> Exercise aim: Set down all the entries again, word for word.

> Extracted entries:
>>
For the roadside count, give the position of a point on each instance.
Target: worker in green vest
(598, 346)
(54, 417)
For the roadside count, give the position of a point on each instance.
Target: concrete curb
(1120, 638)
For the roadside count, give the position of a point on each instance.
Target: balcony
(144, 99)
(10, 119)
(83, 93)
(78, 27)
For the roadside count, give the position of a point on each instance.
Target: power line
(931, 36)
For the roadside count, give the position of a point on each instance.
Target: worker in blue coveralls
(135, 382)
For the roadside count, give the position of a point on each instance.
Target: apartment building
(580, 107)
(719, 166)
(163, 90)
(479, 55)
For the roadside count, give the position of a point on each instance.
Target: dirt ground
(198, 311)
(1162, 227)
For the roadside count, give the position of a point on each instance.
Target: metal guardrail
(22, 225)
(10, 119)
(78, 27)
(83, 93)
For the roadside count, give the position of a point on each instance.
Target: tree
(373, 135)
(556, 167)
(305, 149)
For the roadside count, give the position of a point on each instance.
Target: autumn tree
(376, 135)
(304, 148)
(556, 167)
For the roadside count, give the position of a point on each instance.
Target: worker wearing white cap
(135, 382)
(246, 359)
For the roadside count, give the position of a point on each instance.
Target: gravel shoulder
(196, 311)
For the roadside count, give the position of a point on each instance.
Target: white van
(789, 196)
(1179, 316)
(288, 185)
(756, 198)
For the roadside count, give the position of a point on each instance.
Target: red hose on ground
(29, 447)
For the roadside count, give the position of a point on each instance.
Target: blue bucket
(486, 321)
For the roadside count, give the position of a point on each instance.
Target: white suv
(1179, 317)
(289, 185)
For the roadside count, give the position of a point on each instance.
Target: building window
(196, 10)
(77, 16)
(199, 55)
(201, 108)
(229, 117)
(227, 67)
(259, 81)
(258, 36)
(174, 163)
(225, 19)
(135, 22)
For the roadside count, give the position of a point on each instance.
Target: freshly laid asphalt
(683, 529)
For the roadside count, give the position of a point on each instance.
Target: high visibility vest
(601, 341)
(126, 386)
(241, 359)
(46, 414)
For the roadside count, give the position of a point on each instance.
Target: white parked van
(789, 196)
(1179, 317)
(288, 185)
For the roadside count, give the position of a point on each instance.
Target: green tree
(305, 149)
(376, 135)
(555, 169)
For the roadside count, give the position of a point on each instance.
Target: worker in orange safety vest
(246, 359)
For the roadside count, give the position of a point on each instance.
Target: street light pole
<<
> Your solution:
For the roadside count, give the position of a point on each instance.
Target: worker in green vest
(598, 346)
(54, 417)
For the roadside count, give the position of a point on each instance.
Target: concrete curb
(1120, 638)
For the roadside count, give the position of a point on each instance.
Target: balcony
(144, 99)
(10, 119)
(83, 93)
(78, 27)
For the roadside count, give the position of a point on each instance.
Target: power line
(931, 36)
For the roadside count, give the position of a point on each instance.
Target: worker in blue coveralls
(135, 382)
For the roadside count, give the position of a point on each instance.
Target: apartment building
(580, 107)
(719, 166)
(163, 90)
(479, 55)
For the roadside count, give the position of a point on each instance.
Target: dirt ground
(198, 311)
(1162, 227)
For the roadside count, give the position of a point on each instance.
Target: metal guardrail
(22, 225)
(10, 119)
(78, 27)
(83, 93)
For the roadside count, give the position of a point on each instance.
Target: tree
(373, 135)
(556, 167)
(305, 149)
For the roadside count, give the position of a point on each instance.
Target: autumn tree
(376, 135)
(304, 148)
(556, 167)
For the roadside count, give the position of a point on each instance.
Target: worker wearing white cap
(135, 382)
(246, 359)
For the roadside count, give the position of a point on each instance.
Target: gravel shoulder
(196, 311)
For the roadside count, give the position of a point on each instance.
Target: white van
(789, 196)
(1179, 316)
(288, 185)
(756, 198)
For the roadside count, give the position of a point on each instance.
Target: red hose on ground
(29, 447)
For the roadside count, give the position of a point on each instance.
Target: blue bucket
(486, 321)
For the roadside count, give the position of a point on each instance.
Target: white suv
(1179, 317)
(289, 185)
For the roadside count, give the position of a point on each instance.
Target: building window
(196, 10)
(77, 16)
(199, 55)
(201, 108)
(229, 117)
(227, 67)
(259, 81)
(258, 36)
(174, 163)
(225, 19)
(135, 22)
For the roadside count, give the position of a point on each instance.
Target: freshly laid asphalt
(683, 529)
For the roadside count, give the position of a point on each instance.
Target: high visibility vest
(601, 341)
(126, 386)
(241, 359)
(46, 414)
For the roadside count, give the position of a point on each instance.
Target: white parked van
(789, 196)
(1179, 317)
(288, 185)
For the roadside count, give the position of a point on each instance.
Target: green tree
(305, 149)
(376, 135)
(555, 169)
For the roadside count, give the position of a point on each instance.
Target: worker in orange safety vest
(246, 359)
For the roadside count, give the position of a point on each instance.
Target: street light pole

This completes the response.